◆ **Exercise description**
Leaving out the pictures, transcribe all of the records faithfully.

[Saved entries]

################

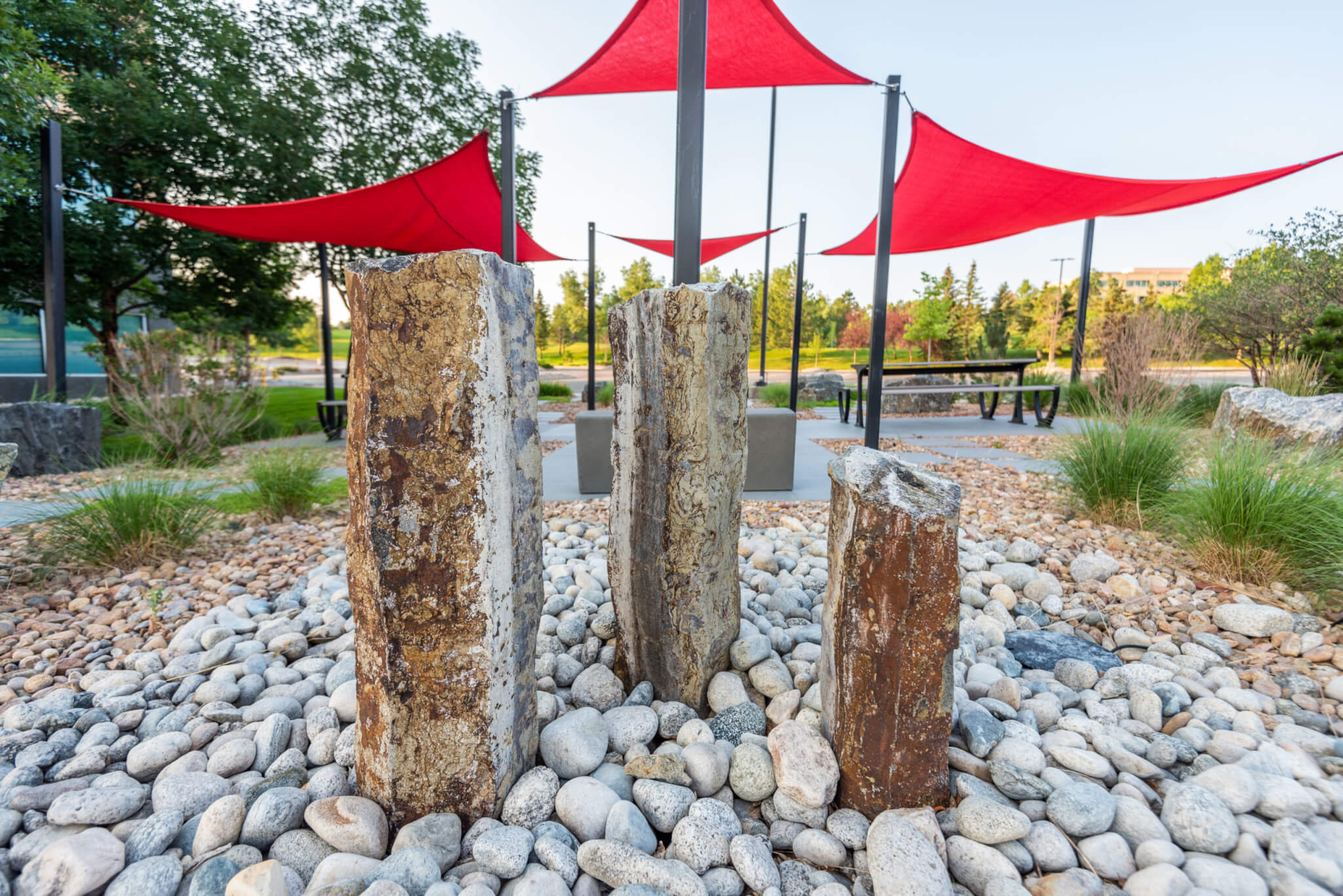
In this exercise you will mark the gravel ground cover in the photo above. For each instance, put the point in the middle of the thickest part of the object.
(1121, 724)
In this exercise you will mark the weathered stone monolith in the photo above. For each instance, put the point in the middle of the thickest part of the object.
(889, 631)
(445, 555)
(679, 456)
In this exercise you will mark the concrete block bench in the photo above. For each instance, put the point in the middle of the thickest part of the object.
(771, 437)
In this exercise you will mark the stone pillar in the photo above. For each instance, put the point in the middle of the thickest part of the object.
(679, 456)
(889, 631)
(445, 554)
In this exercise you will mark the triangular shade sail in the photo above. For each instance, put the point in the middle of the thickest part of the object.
(953, 193)
(452, 203)
(750, 45)
(710, 249)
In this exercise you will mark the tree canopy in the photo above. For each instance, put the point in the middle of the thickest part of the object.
(198, 101)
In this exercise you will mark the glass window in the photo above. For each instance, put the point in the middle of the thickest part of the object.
(78, 360)
(22, 352)
(20, 343)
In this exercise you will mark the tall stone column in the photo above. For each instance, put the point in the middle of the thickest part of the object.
(679, 456)
(889, 631)
(445, 555)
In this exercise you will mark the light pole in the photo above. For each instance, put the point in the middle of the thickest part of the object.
(1058, 302)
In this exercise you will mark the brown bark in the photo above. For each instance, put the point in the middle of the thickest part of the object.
(445, 559)
(889, 631)
(679, 458)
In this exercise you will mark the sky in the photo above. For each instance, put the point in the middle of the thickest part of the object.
(1135, 89)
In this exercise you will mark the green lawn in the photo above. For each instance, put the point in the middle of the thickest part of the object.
(340, 348)
(238, 503)
(291, 410)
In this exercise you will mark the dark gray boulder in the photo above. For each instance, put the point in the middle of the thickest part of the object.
(51, 438)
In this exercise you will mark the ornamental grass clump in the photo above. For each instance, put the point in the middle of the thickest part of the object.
(1262, 515)
(775, 395)
(285, 481)
(1123, 471)
(128, 524)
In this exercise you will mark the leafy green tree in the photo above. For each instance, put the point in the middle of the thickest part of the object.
(1326, 344)
(930, 315)
(837, 316)
(1268, 300)
(387, 93)
(967, 316)
(167, 100)
(27, 89)
(195, 101)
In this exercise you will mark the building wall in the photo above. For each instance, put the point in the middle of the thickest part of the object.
(1142, 282)
(23, 357)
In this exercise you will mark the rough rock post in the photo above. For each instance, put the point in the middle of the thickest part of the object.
(889, 631)
(679, 456)
(445, 559)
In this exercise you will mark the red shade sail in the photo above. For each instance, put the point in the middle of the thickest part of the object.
(750, 45)
(710, 249)
(452, 203)
(953, 193)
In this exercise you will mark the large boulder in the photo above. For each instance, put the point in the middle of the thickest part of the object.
(1283, 418)
(51, 438)
(916, 403)
(820, 387)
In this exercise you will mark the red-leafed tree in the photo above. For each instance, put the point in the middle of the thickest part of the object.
(857, 331)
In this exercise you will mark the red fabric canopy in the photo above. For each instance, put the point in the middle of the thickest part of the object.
(710, 249)
(953, 193)
(750, 45)
(452, 203)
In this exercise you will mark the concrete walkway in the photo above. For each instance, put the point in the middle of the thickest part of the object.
(810, 478)
(947, 436)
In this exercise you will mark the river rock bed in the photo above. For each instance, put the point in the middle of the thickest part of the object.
(1115, 727)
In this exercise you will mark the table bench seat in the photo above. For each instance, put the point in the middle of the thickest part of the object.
(847, 395)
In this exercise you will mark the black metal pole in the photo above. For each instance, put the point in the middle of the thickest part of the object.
(1083, 293)
(52, 261)
(769, 220)
(591, 316)
(508, 208)
(885, 199)
(328, 364)
(797, 312)
(689, 140)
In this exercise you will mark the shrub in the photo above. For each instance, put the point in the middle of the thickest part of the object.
(1296, 375)
(287, 481)
(1326, 344)
(775, 395)
(1260, 515)
(128, 524)
(1198, 403)
(556, 390)
(179, 397)
(1123, 471)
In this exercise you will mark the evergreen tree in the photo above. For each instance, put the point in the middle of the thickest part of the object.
(967, 316)
(543, 321)
(997, 321)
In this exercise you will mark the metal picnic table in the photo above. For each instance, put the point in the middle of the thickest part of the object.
(982, 366)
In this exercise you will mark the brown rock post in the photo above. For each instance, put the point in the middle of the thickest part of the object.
(889, 631)
(679, 456)
(445, 554)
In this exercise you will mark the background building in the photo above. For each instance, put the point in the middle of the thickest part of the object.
(1140, 282)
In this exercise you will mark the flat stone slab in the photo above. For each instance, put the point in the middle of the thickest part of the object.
(1043, 649)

################

◆ **Exercise answer**
In this exercise you will mark the gravel ground cover in the photo above. For each instance, put the point in the middle of the thickest part of the object.
(1121, 724)
In this exercise you will mark the weathered stone monolith in the photo above. For each instance, put the point in the middle of the thickest part of the object.
(889, 631)
(445, 555)
(679, 456)
In this exercise you will mark the concrete block bench in the photo above. For each instance, put the point in the middle of the thickest part of the object.
(771, 437)
In this exercise you will mark the stone pillar in the photo above. For each instance, put the point in the middle of the thickest part of the object.
(679, 456)
(889, 631)
(445, 554)
In this exercise you will mark the triangular shade sail in the photo above. For each instance, put the point in the middle of the thickest part of the object.
(953, 193)
(452, 203)
(750, 45)
(710, 249)
In this exercise you will mark the tree canopy in the photo above. For each instance, put the point in the middle of the thickest part of the object.
(198, 101)
In this exercise you will mark the glass window in the photo above. For each instance, put the point in the middle of the thickest part of the object.
(78, 360)
(22, 352)
(20, 343)
In this exercise you will mark the tall stone column in the photo above. For each instance, put the point in the middle of the thickest part of the object.
(679, 456)
(889, 631)
(445, 555)
In this exercise you will mark the light pole in the photo above. For each instance, put the point in the middle of the thickest part of the object.
(1058, 302)
In this exercise you will mark the brown bark in the photo above. For each instance, put the point in the middle of the thickest part of the object.
(445, 559)
(889, 631)
(679, 458)
In this exercise you will mark the sky in the photo above. For each instance, put the point in the middle of the thickest part of the object.
(1135, 89)
In this exercise you will mark the green lawn in the photo above. For each instance, put the point in the middle of the thickest part of the object.
(340, 348)
(238, 503)
(291, 410)
In this exercise you will mark the dark gray boulder in the photo above. For each instance, put the point in the middle of the thickest part of the object.
(51, 438)
In this exercise you will mark the ornamental grass clump in the photo above. For each instance, put the point in the middle of the thickest part of the object.
(1262, 515)
(775, 395)
(285, 481)
(1123, 471)
(128, 524)
In this exercise you will mark the leafy green tree in the photo above. For each instance, put the point in the middle of the thickest part of the object.
(1326, 344)
(930, 315)
(837, 316)
(1268, 300)
(387, 93)
(967, 316)
(167, 100)
(27, 89)
(195, 101)
In this exercise you will mark the building wall in the photo above. For each instance, put the point in the middle of the thickest part of the object.
(1142, 282)
(23, 357)
In this exercise you will mark the rough rock post in the photo above. For each instance, put the point in the middle of the thickest part of the object.
(889, 631)
(679, 456)
(445, 559)
In this exercise you will mark the red shade sail in the photo above. For each instance, put the point in the middle of the thickest part of the object.
(750, 45)
(710, 249)
(452, 203)
(953, 193)
In this exercise you will mark the large boulder in the photo above. For each instance, put the point in the middle of the thickest part of the object.
(1283, 418)
(51, 438)
(916, 403)
(820, 387)
In this exercise you will mark the red-leafed tree in the photo above. For each instance, put the point in the middle of the thickest part of the object.
(857, 331)
In this exercise you will mark the red fabric canopy in the photo above. For each instance, put the point in the middle of the thickest part of the object.
(710, 249)
(953, 193)
(750, 45)
(452, 203)
In this exercise you will mark the concrete walkway in the photo above. For each instance, put the point in the middle of the thickest part of the object.
(810, 478)
(947, 436)
In this exercise you will mark the river rock bed in the photo above. For each instance, put the point in the middle of the thickest part of the object.
(1115, 727)
In this exercise you will mark the table bench seat in the photo above. For each instance, put the point in the middle of the thickest part of the object.
(847, 395)
In this exercise you will mark the black metal pole in the photo above. For each instance, put the point in the middle of the thickest part of the object.
(1083, 293)
(52, 261)
(769, 220)
(591, 316)
(508, 208)
(885, 199)
(328, 364)
(797, 312)
(689, 140)
In this exercise you will mark the shrub in the photo above. For each instance, put the point in the middle of the thickest part of the object.
(1296, 375)
(287, 481)
(1326, 344)
(775, 395)
(1260, 515)
(128, 524)
(1198, 403)
(556, 390)
(179, 397)
(1123, 471)
In this exercise you will mark the evergreen tree in the photo above. For each instance, put the point in the middle of the thickest part of the object.
(967, 316)
(543, 321)
(997, 321)
In this exercise you will mark the metal picnic table in the photo above. For each instance, put the point in the middle of the thickest part of the object.
(982, 366)
In this exercise you will mark the brown rock post in the photo above. For each instance, put the point in the middle of the thickest part of the object.
(889, 631)
(679, 456)
(445, 554)
In this exercise you will mark the background building in the photo above. For each instance, put the point in the middle of the thickest part of the object.
(1140, 282)
In this exercise you will mark the flat stone slab in the photo above. For each instance, put the point in the middle of the thickest part of the object.
(1043, 649)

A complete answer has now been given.